# [PROVIDED RECORDS]
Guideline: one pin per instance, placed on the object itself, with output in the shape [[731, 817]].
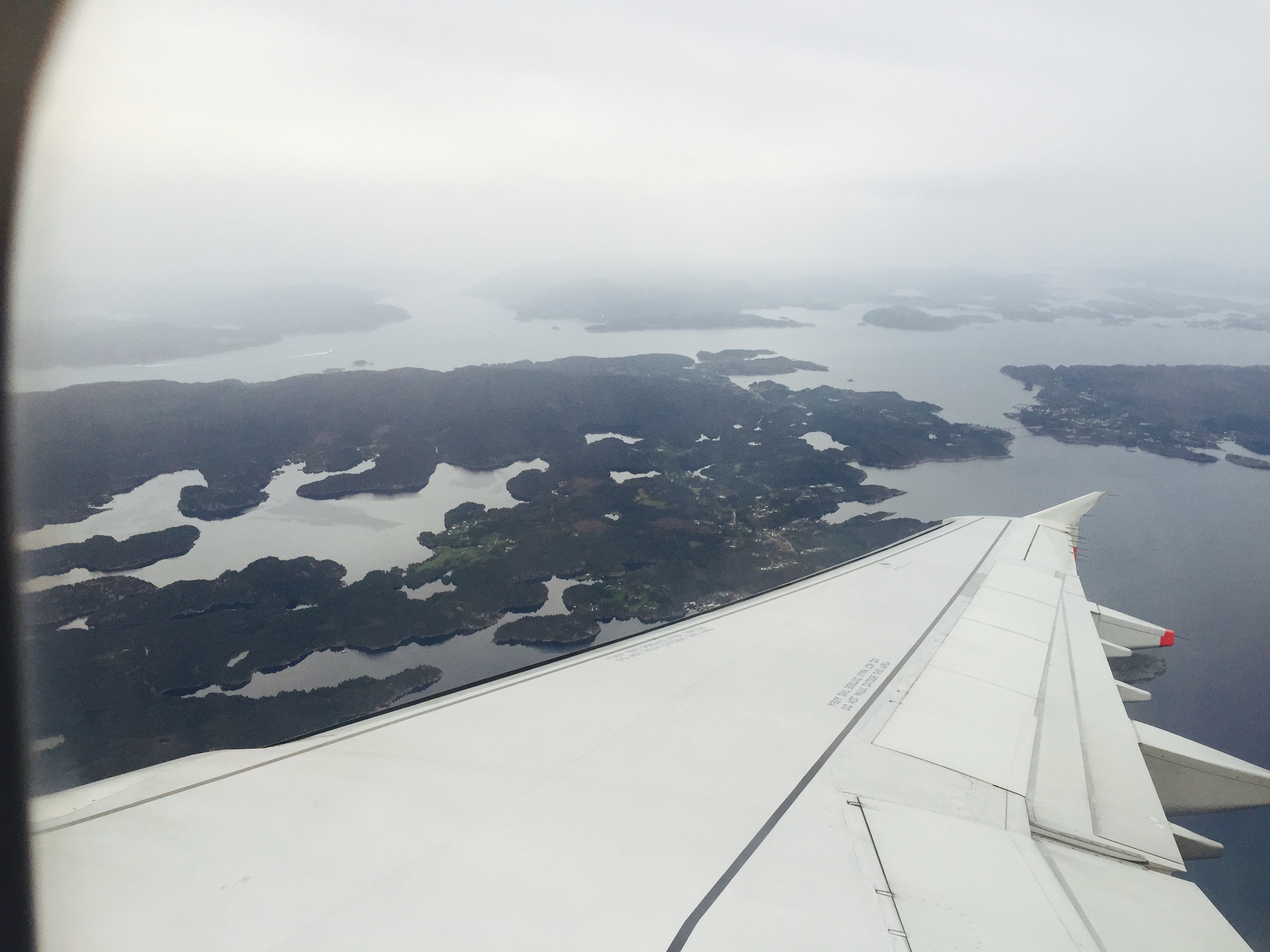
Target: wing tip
[[1068, 514]]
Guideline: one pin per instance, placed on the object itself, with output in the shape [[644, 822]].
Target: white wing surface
[[924, 749]]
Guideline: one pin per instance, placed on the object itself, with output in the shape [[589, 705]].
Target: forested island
[[103, 554], [719, 498], [1177, 412]]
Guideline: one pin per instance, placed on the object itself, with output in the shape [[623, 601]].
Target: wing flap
[[1131, 908]]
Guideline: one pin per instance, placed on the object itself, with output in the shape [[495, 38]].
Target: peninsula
[[728, 502], [1177, 412]]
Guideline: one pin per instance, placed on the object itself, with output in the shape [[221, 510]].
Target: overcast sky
[[179, 138]]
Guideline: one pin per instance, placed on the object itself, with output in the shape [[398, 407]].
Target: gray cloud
[[182, 139]]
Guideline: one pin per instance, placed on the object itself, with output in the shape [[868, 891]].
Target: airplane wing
[[923, 749]]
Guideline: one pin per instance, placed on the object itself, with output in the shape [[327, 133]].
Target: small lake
[[361, 532], [1180, 544]]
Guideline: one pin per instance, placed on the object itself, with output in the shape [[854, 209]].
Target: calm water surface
[[1180, 544]]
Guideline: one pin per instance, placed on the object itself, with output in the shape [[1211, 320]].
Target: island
[[727, 500], [903, 318], [1175, 412], [105, 554], [752, 364]]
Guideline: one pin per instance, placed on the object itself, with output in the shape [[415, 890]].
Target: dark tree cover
[[103, 554], [1166, 410], [736, 508]]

# [SHORT PROBLEM]
Can you copy every row above word for word, leaving out the picture?

# [RESULT]
Guideline: one pin per instance, placed on the object itself, with output in the shape [[731, 817]].
Target: wing tip
[[1068, 514]]
Guideline: one pin per instance, placed on the object itself, with output in the shape [[644, 822]].
Target: white wing surface
[[924, 749]]
Guideline: one pin per instance, placed on the object itself, with output in the shape [[589, 705]].
Target: forested island
[[103, 554], [719, 498], [1177, 412]]
Guideline: one pin per instance, placed on the object itself, with output in the shape [[623, 601]].
Target: wing flap
[[1131, 908]]
Guideline: one pin per instance, placed on the object itself, with output in the shape [[495, 38]].
Target: peninsula
[[728, 502], [1177, 412]]
Guideline: one pin per instance, placed on the object itself, with output in the shape [[221, 510]].
Target: overcast sky
[[179, 138]]
Guideline: one pin per instance, placed on the object itself, with output in the shape [[398, 407]].
Target: gray cloud
[[182, 139]]
Guideline: one pin per instance, placed on the object itself, with output in the shape [[868, 891]].
Target: airplane wing
[[923, 749]]
Guideline: one pin per instance, placed on the object itself, with output in the shape [[327, 133]].
Target: small lake
[[361, 532], [1180, 544]]
Guideline: one pin per instance, placed on the object itself, with output in the shape [[854, 209]].
Target: calm water surface
[[1180, 544]]
Guideline: one pin per instance, placed on the object itself, with output in the shape [[1211, 320]].
Target: island
[[727, 500], [903, 318], [1175, 412], [105, 554], [752, 364]]
Guideline: one pin per instance, placed on the object itself, with output in the shape [[415, 890]].
Target: dark tree cover
[[103, 554], [1166, 410], [736, 508]]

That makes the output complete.